▶ [TASK TO CARRY OUT]:
From the entries below, copy out every line with "dark" in it.

▶ [ENTRIES SHOWN]:

-*-*-

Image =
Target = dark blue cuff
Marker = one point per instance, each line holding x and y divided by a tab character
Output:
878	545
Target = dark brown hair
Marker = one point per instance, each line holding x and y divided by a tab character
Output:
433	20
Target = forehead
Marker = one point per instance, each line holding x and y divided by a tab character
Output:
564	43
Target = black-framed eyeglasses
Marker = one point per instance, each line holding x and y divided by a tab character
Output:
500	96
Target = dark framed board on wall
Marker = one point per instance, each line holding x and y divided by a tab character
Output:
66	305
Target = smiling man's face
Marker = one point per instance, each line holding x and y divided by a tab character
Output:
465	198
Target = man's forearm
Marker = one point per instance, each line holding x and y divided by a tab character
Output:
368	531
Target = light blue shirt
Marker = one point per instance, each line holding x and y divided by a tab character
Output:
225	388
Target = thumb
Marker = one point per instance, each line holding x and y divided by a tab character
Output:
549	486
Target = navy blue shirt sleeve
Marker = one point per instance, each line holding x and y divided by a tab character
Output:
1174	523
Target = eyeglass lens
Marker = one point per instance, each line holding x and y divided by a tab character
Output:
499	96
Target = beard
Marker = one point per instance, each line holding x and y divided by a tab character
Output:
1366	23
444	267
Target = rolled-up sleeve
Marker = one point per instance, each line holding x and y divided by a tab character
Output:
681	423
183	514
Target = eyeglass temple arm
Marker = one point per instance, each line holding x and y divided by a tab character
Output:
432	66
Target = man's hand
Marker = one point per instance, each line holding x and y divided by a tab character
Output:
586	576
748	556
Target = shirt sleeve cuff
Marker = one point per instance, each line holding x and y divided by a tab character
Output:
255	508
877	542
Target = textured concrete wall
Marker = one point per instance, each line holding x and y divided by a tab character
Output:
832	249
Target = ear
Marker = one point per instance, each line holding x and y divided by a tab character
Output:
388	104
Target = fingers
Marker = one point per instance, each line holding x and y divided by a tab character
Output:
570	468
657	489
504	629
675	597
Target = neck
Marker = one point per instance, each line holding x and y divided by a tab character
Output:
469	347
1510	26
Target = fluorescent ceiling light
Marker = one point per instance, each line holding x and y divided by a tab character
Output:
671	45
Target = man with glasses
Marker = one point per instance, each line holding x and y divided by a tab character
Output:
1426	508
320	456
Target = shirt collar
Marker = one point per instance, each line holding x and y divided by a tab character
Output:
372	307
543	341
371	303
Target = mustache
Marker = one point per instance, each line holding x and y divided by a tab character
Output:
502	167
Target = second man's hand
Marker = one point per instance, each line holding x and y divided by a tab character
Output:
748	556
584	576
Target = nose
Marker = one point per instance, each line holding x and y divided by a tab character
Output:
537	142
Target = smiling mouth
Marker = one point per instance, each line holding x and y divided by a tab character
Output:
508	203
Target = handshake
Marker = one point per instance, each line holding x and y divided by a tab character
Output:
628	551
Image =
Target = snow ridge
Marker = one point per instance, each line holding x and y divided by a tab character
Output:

-*-*-

▶ [ANSWER SECTION]:
Target = dark blue cuff
Target = dark brown hair
Target = dark framed board on wall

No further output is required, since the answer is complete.